Working data.
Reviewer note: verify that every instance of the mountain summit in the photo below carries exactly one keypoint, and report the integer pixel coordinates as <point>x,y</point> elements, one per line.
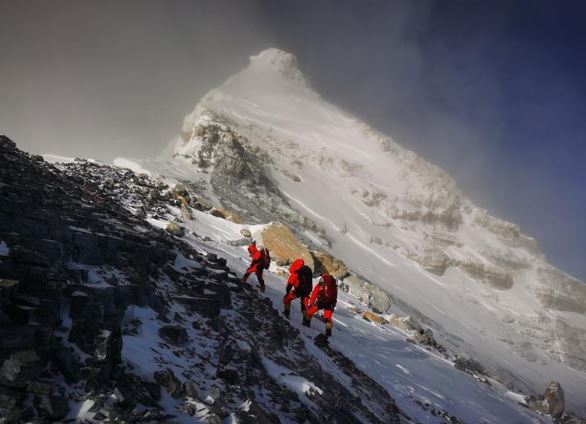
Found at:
<point>270,147</point>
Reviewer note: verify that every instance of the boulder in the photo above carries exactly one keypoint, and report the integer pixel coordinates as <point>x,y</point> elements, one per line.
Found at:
<point>20,368</point>
<point>424,337</point>
<point>376,299</point>
<point>67,363</point>
<point>372,317</point>
<point>284,246</point>
<point>169,381</point>
<point>174,334</point>
<point>227,214</point>
<point>324,262</point>
<point>175,229</point>
<point>465,363</point>
<point>405,323</point>
<point>180,190</point>
<point>553,400</point>
<point>49,399</point>
<point>7,290</point>
<point>434,261</point>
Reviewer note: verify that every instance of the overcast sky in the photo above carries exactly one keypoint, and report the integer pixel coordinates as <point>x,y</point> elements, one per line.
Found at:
<point>493,92</point>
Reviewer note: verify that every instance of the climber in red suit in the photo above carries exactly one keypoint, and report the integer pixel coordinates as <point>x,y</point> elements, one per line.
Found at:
<point>324,296</point>
<point>257,262</point>
<point>299,285</point>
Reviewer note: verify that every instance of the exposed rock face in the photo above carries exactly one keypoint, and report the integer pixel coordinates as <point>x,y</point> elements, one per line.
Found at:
<point>552,402</point>
<point>372,317</point>
<point>554,397</point>
<point>81,261</point>
<point>375,298</point>
<point>175,229</point>
<point>174,334</point>
<point>284,246</point>
<point>465,363</point>
<point>228,214</point>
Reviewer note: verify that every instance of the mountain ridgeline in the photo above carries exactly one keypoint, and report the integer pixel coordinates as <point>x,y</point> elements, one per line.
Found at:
<point>273,149</point>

Given request.
Reproduce all of the data above word for word, leaving out the picture.

Answer to this exercise.
Reviewer note: verify that every instance of the mountain summit in the photo below carries exactly one keypoint, and report the integer pixel coordinates as <point>x,y</point> elements, one per line.
Found at:
<point>270,147</point>
Reviewer note: verify that every instance of the boulder in the photo above carries exactly one keypoint, and report the integer pixel coordinates as <point>x,y</point> elements, one per line.
Found at:
<point>20,368</point>
<point>424,337</point>
<point>376,299</point>
<point>67,363</point>
<point>372,317</point>
<point>284,246</point>
<point>169,381</point>
<point>174,334</point>
<point>227,214</point>
<point>324,262</point>
<point>175,229</point>
<point>465,363</point>
<point>405,323</point>
<point>180,190</point>
<point>553,400</point>
<point>49,399</point>
<point>7,290</point>
<point>434,261</point>
Reviewer note: verify that every instance of the overcast sky in the photo above carries exactly one keypoint, and report the integer pixel coordinates as <point>x,y</point> elements, one per line.
Found at:
<point>493,92</point>
Reviewer note: verify that every instance of the climber in red suit in the photo above carries exactly one keypoint, and report the integer pixel coordinates as <point>x,y</point> elements, one per line.
Found at:
<point>324,296</point>
<point>257,262</point>
<point>299,285</point>
Reviewer note: verify that every instance of the exposed rock face in the photo above carries exactly one keypoint, and report the integer pixel coordinates as <point>x,y</point> elements, one per line.
Found at:
<point>552,402</point>
<point>372,317</point>
<point>554,397</point>
<point>81,261</point>
<point>375,298</point>
<point>175,229</point>
<point>174,334</point>
<point>284,246</point>
<point>465,363</point>
<point>228,214</point>
Reviewer note: verify that every instance of the mountain ridgeline in the photo above carries exactly one keypoint, and report the integer pixel coordinates as <point>x,y</point> elements, one per line.
Found at:
<point>273,149</point>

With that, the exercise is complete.